---- Records for processing

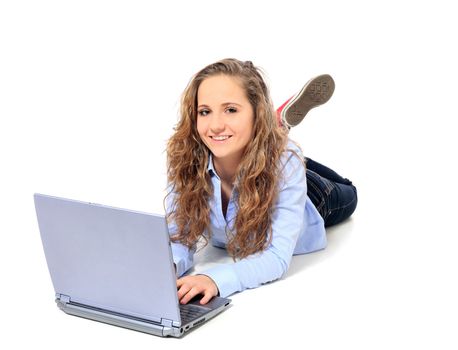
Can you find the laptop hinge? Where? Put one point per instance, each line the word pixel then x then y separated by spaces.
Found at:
pixel 63 298
pixel 166 322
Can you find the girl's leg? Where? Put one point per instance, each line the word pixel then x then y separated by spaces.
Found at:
pixel 334 196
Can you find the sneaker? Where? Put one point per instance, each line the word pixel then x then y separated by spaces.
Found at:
pixel 316 92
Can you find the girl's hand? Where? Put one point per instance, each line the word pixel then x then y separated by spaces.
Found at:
pixel 190 286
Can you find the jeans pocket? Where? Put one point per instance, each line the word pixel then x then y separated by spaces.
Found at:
pixel 318 190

--------

Task brief: Please copy the entries word for word, from the line that contains "Can you find the girl's hand?" through the end of the entries, including both of those end lines.

Finished answer:
Can you find the girl's hand? Where? Put one point per instance, each line the word pixel then x then y separated by spaces.
Found at:
pixel 190 286
Can you find the jeans pocket? Where? Put one point per instance, each line the word pixel then x then y separated by spaces.
Found at:
pixel 318 190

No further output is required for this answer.